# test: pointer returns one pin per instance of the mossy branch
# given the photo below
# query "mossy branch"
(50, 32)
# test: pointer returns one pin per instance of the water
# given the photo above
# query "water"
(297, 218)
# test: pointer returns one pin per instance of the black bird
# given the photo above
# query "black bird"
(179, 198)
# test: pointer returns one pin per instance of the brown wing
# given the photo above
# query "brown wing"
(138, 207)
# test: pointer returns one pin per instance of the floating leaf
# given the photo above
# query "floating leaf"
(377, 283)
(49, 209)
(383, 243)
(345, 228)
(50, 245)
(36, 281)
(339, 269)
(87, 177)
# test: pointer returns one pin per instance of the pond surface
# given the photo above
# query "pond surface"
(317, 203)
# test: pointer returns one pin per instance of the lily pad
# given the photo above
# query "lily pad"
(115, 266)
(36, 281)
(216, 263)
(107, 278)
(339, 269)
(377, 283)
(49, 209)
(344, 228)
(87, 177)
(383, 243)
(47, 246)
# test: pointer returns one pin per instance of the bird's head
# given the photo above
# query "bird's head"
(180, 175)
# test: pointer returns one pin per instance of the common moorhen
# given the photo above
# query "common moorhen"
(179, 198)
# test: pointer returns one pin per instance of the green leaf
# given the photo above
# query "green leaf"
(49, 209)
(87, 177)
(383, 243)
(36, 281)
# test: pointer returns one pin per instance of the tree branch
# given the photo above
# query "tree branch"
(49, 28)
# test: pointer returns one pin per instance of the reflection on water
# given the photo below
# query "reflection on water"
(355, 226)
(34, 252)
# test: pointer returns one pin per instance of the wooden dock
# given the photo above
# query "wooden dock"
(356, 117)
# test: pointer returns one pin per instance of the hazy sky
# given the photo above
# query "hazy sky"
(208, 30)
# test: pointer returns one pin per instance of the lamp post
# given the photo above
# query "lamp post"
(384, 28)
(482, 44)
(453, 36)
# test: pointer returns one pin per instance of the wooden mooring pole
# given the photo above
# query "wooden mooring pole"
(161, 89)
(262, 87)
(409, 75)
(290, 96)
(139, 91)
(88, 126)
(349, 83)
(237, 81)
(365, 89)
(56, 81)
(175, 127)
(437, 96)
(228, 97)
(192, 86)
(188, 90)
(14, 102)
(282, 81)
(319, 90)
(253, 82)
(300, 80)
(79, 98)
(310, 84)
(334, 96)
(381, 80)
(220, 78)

------------------------------------------------------------------------

◆ **What you have to do**
Lay out the records from the line containing "# test: pointer returns one pin per instance of the reflection" through the final line of the records, both included, as a Markdown table with the columns Row and Line. Row holds the row number, Line holds the text of that line, and blank lines are left out.

◆ **Task solution**
| Row | Line |
|---|---|
| 1 | # test: pointer returns one pin per instance of the reflection on water |
| 2 | # given the photo below |
| 3 | # query "reflection on water" |
| 4 | (355, 226) |
| 5 | (34, 252) |
| 6 | # test: pointer returns one pin per instance of the wooden dock |
| 7 | # given the photo above |
| 8 | # query "wooden dock" |
| 9 | (356, 117) |
| 10 | # test: pointer returns one pin per instance of the hazy sky |
| 11 | # given the photo above |
| 12 | # query "hazy sky" |
| 13 | (208, 30) |
| 14 | # test: pointer returns one pin per instance of the lamp post |
| 15 | # given the photo above |
| 16 | # query "lamp post" |
| 17 | (384, 28) |
| 18 | (482, 44) |
| 19 | (453, 36) |
| 20 | # test: pointer returns one pin per instance of the wooden mooring pole |
| 21 | # given the photo above |
| 22 | # query "wooden mooring pole" |
| 23 | (161, 89) |
| 24 | (262, 87) |
| 25 | (409, 75) |
| 26 | (290, 96) |
| 27 | (139, 91) |
| 28 | (88, 126) |
| 29 | (349, 83) |
| 30 | (237, 81) |
| 31 | (365, 89) |
| 32 | (56, 81) |
| 33 | (175, 127) |
| 34 | (437, 96) |
| 35 | (228, 97) |
| 36 | (192, 86) |
| 37 | (188, 90) |
| 38 | (14, 102) |
| 39 | (282, 81) |
| 40 | (319, 90) |
| 41 | (253, 82) |
| 42 | (300, 80) |
| 43 | (79, 98) |
| 44 | (310, 84) |
| 45 | (334, 96) |
| 46 | (381, 80) |
| 47 | (220, 78) |